[Start Exercise input]
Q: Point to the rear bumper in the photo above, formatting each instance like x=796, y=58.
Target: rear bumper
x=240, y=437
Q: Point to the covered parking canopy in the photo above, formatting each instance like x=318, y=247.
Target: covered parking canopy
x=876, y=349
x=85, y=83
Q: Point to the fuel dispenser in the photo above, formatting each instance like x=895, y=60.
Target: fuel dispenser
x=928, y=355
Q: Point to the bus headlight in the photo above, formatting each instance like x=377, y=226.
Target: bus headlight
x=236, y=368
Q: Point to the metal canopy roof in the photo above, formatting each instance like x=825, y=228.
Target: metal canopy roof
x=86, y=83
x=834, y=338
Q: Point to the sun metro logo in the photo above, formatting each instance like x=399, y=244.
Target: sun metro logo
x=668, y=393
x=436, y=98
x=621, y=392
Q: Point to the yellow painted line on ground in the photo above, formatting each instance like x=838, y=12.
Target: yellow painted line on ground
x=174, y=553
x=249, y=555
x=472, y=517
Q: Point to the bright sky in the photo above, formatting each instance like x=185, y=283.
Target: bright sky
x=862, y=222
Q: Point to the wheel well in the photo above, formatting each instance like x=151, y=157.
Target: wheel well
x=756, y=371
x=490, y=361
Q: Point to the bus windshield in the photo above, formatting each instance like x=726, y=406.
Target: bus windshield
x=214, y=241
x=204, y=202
[End Exercise input]
• **Work to do**
Rewrite all of the material above as a numbered list with one line per number. Leave out any blank lines.

• **Exercise output**
1. Q: Point to the rear bumper in the photo above, formatting each instance like x=796, y=58.
2. Target: rear bumper
3. x=240, y=437
4. Q: Point to the covered parking canopy in the photo above, formatting each instance like x=318, y=247.
5. Target: covered parking canopy
6. x=876, y=349
7. x=85, y=83
8. Q: Point to the fuel dispenser in the photo above, formatting each instance like x=895, y=60.
9. Target: fuel dispenser
10. x=928, y=355
11. Q: Point to the bus headlight in the photo above, formatting each instance like x=377, y=226.
12. Target: bus headlight
13. x=236, y=368
14. Q: Point to the metal canopy roof in the photo above, formatting each instance like x=825, y=228.
15. Target: metal canopy roof
16. x=86, y=83
17. x=834, y=338
18. Q: Point to the sun metro logo in the photo above, formatting each instance like x=399, y=244.
19. Target: sun metro logo
20. x=668, y=393
21. x=436, y=98
22. x=621, y=392
23. Q: Point to the yellow painted line on ground in the photo above, formatting each instance like x=838, y=12.
24. Target: yellow painted line on ground
25. x=174, y=553
26. x=249, y=555
27. x=472, y=517
28. Q: Point to the bright sky in the photo above, formatting each instance like x=185, y=283.
29. Target: bright sky
30. x=862, y=222
31. Q: Point to the wheel well in the photo above, formatting each instance like x=151, y=157.
32. Target: wheel well
33. x=756, y=371
34. x=490, y=361
35. Q: Point to the bus windshield in the photo above, formatting each instance like x=726, y=406.
36. Target: bus windshield
37. x=214, y=241
38. x=204, y=202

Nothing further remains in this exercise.